--- start of Items ---

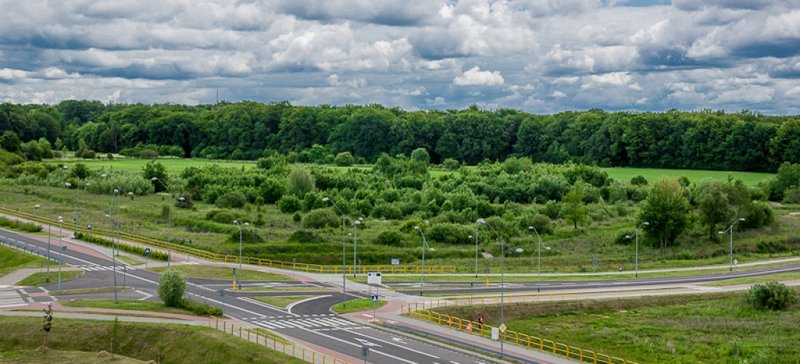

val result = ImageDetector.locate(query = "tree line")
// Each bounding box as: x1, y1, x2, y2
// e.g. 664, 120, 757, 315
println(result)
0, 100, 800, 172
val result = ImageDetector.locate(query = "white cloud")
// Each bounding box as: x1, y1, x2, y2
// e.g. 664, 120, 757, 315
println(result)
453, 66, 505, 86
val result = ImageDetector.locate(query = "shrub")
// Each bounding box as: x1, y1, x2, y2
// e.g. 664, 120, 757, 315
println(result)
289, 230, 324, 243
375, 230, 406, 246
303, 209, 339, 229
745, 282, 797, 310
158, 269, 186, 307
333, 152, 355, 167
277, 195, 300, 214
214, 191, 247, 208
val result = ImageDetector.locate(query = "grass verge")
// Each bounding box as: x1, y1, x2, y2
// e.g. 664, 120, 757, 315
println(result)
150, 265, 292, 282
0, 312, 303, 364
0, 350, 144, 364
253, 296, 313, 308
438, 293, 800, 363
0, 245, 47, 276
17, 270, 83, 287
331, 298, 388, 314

--- end of Items ---
--- start of Items ---

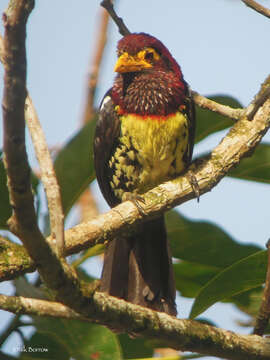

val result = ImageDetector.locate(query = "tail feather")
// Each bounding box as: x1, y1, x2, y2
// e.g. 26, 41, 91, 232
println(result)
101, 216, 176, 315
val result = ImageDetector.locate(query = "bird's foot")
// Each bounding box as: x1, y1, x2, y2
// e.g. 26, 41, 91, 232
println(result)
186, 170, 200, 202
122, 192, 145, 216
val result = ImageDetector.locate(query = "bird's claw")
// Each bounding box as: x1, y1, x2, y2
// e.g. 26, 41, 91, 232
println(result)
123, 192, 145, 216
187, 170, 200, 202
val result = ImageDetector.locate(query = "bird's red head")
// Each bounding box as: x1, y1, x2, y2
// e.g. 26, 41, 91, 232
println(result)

--- end of Items ---

Pick out every line of the material above that contains the string "bird" and copy each one in full. Matching is case-sensitive.

## Complete answer
val result = ImageDetector.locate(query = "bird's foot")
val result = ImageDetector.locate(query = "bird's claw")
val result = ImageDetector.locate(query = "bird's red head")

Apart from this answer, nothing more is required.